■ STORED DATA:
** BEGIN **
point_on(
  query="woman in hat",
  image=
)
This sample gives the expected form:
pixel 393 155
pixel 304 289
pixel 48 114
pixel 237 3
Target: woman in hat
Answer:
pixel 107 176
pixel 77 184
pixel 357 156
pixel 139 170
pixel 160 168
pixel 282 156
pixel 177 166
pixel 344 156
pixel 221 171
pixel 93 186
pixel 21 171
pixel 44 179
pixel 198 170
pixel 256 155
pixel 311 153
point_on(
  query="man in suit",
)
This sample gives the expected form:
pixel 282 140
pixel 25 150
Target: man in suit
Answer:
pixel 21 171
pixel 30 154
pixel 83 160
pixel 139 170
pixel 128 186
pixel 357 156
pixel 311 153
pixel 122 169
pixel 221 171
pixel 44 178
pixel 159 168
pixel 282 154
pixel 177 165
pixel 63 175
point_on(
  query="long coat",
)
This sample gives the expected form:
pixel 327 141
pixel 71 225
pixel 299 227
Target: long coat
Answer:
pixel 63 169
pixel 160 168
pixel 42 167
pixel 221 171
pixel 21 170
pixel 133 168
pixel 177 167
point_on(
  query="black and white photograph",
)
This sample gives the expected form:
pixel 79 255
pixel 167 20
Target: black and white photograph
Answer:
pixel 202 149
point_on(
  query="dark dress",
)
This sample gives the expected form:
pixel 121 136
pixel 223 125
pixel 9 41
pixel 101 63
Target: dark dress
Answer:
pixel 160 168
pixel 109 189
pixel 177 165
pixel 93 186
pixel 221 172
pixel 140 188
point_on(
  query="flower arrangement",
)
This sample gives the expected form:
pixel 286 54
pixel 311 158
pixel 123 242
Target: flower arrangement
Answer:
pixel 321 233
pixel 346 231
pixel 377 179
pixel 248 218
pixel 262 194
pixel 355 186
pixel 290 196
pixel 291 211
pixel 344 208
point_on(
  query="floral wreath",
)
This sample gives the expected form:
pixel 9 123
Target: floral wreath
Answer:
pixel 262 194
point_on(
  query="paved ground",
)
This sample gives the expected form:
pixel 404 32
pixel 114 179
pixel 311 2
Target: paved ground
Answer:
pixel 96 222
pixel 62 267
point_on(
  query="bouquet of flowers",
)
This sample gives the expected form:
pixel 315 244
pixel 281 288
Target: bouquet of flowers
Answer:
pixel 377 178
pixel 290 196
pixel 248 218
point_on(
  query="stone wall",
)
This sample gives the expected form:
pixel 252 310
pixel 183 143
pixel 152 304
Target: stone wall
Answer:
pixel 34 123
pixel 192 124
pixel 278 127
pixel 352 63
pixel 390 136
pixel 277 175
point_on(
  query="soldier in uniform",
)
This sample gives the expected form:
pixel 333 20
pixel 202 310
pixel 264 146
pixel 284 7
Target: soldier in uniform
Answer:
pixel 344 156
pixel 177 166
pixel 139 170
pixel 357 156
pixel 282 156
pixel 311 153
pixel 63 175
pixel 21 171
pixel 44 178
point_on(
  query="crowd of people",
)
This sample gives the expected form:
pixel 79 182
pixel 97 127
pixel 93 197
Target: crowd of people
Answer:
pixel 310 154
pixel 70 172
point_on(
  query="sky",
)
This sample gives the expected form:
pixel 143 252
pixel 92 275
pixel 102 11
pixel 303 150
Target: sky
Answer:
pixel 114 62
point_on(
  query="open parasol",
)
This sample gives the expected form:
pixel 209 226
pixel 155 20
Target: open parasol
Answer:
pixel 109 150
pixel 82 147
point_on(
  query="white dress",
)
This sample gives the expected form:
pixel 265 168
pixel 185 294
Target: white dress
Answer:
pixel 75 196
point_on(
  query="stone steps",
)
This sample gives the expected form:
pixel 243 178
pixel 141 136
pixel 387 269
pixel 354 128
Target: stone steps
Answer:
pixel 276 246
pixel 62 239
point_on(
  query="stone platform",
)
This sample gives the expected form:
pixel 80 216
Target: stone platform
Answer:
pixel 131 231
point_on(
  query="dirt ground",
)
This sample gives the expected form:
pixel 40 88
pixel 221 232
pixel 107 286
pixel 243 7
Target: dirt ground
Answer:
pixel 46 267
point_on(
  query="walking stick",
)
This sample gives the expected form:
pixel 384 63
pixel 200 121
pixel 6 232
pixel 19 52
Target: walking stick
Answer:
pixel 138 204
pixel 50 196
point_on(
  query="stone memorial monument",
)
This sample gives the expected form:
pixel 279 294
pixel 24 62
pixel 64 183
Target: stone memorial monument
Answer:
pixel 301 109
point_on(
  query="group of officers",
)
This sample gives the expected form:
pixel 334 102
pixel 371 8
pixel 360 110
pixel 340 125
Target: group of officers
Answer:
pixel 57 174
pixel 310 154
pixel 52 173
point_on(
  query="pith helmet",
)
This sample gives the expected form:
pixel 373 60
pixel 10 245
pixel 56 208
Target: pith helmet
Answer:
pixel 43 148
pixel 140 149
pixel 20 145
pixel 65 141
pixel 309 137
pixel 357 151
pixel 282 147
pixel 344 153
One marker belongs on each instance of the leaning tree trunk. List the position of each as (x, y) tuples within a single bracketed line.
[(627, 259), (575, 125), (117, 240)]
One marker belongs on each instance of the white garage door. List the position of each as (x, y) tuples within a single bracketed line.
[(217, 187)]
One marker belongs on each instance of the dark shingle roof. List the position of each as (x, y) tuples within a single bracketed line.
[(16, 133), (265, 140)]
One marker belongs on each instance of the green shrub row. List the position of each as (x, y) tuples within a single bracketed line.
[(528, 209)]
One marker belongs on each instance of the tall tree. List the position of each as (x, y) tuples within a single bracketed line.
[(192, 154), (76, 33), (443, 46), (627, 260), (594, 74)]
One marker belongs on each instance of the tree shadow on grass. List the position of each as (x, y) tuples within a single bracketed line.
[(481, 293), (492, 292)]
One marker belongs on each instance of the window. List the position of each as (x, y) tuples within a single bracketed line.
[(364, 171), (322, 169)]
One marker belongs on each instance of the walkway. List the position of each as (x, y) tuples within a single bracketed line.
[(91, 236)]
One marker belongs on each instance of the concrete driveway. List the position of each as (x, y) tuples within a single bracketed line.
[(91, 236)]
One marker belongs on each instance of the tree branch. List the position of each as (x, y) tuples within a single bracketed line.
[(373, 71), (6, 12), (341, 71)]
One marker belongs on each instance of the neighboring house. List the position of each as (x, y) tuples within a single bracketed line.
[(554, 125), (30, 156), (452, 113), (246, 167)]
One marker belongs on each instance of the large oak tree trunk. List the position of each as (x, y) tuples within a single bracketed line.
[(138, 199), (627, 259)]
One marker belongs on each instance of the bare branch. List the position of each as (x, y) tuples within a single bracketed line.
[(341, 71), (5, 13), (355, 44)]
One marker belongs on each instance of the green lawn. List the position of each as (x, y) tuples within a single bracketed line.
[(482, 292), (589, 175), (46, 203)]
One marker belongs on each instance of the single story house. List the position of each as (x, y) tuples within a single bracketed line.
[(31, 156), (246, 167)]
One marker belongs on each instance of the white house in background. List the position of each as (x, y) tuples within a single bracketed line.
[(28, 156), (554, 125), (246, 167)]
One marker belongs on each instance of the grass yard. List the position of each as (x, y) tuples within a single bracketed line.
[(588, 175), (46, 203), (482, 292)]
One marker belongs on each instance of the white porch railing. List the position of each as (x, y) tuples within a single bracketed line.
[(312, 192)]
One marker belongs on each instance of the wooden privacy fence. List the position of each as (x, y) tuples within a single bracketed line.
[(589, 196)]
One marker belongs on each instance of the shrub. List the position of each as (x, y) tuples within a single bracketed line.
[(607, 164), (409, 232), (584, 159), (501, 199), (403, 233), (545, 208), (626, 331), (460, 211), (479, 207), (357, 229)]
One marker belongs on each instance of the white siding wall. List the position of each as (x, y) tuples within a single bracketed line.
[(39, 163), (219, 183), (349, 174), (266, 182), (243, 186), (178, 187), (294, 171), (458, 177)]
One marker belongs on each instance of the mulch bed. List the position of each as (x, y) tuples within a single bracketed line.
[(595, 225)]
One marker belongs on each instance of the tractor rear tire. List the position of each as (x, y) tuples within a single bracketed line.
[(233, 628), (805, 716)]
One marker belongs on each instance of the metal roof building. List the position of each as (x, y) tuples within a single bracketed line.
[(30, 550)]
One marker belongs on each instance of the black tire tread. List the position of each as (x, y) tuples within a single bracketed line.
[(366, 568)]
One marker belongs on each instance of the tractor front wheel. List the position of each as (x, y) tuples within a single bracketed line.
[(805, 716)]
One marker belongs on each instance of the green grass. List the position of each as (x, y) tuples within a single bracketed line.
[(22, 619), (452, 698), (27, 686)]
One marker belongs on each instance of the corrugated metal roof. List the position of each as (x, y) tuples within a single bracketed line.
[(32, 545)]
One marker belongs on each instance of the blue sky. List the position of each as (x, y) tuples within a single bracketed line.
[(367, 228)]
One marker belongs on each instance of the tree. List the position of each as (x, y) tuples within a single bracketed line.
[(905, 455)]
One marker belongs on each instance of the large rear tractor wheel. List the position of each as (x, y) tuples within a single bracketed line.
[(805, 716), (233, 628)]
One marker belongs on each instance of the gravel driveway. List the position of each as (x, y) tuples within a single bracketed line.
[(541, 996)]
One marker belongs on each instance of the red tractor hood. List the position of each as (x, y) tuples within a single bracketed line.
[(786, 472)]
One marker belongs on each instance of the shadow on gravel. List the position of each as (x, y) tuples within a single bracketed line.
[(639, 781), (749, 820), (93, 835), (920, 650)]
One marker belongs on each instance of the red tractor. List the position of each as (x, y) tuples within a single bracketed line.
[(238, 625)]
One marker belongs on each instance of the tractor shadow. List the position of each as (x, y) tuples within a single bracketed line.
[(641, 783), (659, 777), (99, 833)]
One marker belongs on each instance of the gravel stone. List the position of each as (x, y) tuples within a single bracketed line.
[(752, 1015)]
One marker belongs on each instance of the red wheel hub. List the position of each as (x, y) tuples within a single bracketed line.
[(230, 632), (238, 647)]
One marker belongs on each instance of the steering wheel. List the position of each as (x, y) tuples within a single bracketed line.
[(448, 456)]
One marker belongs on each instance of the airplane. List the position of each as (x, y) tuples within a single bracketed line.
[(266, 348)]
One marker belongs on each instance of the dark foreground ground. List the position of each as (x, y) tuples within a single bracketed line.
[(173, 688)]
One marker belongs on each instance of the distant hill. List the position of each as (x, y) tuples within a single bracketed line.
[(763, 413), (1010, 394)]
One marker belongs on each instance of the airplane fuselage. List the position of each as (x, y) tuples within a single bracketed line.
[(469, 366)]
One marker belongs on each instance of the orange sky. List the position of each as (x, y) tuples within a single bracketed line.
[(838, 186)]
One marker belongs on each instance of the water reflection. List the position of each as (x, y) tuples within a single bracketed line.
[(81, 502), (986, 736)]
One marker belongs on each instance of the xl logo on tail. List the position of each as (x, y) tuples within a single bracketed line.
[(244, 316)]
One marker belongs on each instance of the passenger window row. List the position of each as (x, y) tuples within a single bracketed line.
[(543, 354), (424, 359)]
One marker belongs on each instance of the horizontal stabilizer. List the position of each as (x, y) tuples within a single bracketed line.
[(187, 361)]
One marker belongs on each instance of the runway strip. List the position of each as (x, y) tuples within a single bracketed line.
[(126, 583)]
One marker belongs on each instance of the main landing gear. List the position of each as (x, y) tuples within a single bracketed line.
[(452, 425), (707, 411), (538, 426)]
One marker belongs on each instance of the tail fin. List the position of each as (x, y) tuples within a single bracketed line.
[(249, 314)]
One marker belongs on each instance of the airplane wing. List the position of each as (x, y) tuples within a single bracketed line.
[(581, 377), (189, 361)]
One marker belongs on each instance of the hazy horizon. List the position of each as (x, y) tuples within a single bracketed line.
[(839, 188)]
** END **
■ EXERCISE PROMPT:
Write out exactly the final stretch of the records: the line containing "One marker belongs on each instance of the water" and every line after it, through the last, and nothing else.

■ THE COMPLETED TASK:
One marker belongs on each instance of the water reflection. List the position of each as (x, y) tuples within a single bracketed line.
[(81, 502), (986, 736)]
One marker belongs on each instance of the xl logo on tail. List the position of each as (x, y) tuples within a single bracketed line.
[(244, 316)]
One marker belongs on each instance of the passenger window row. List the position of each as (x, y) tuples within a single bracketed line.
[(543, 354), (424, 359)]
One marker belongs on each instance of the horizontal stabilizer. List the position of each as (x, y) tuples within a single bracketed line.
[(187, 361)]
One marker belongs on each instance of the runway strip. List the position of each as (x, y) tuples within a single bracketed line.
[(126, 583)]
One marker belongs on each instance of the main landing gear. List the position of each as (x, y) tuples within a single bracketed line.
[(452, 425), (707, 411), (538, 426)]
One marker belongs on each instance of the tail fin. List the position of each as (x, y) tuples within a single bracketed line.
[(249, 314)]
One marker belongs on each instance of the airplane wing. List the position of each as (x, y) tuples within a single bracketed line.
[(581, 377), (189, 361)]
One marker belongs on each instance of the hazy horizon. List the position of each as (x, y) tuples within a single bracketed line.
[(839, 188)]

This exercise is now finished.